Does it fill up without being switched on, or do you switch it on and then the pump runs to fill it? (I'm assuming it's plumbed you mean the water mains, or do you mean the electric mains)?



> but then the moment it is full it starts spraying water out of the top steam pressure valve


.

Do you mean the safety valve on top of the boiler viewed when you remove the cover? (I also assume the machine is not even warm when it does this)



> It stops when I either close the water feed or if I open the steam wand.


Again I assume it's plumbed so would expect it to stop when you close the water feed...*BUT is the pump still running? (assuming the pump ran in the first place)*

*
*If you open the steam wand does it stop because water is pissing out of the steam wand now and not the safety valve, or does the pump stop running?

*Also what's the steam pressure gauge saying all this time?*


----------



## garbar (Jul 9, 2017)

When I turn the mains water on it fills the tank without being switched on...

Then when it is full it push out on the top main safety valve. If I shut the mains water it stops


----------



## DavecUK (Aug 6, 2013)

Try changing the autofill solenoid valve, or inspect and check the installed one, if you know how.


----------



## garbar (Jul 9, 2017)

Good morning....could you perhaps give me advice how to check this? Is this the probe on the top?


----------



## DavecUK (Aug 6, 2013)

garbar said:


> Good morning....could you perhaps give me advice how to check this? Is this the probe on the top?


no, it's the solenoid valve, will have electric wires connected to it

https://www.google.co.uk/search?q=solenoid+valve+coffee+machine


----------

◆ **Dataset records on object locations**
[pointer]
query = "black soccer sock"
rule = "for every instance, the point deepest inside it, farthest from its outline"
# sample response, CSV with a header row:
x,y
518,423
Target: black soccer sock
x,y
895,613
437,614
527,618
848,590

◆ **WHAT TO WORK ON**
**A)** Please extract the passage of the forum thread between "Again I assume" and "pump stop running?", inclusive.
**B)** In the forum thread, what does the solenoid valve have connected to it?
Use only the forum thread.

◆ **SOLUTIONS TO EACH TASK**
**A)**
Again I assume it's plumbed so would expect it to stop when you close the water feed...*BUT is the pump still running? (assuming the pump ran in the first place)*

*
*If you open the steam wand does it stop because water is pissing out of the steam wand now and not the safety valve, or does the pump stop running?

**B)** Electric wires.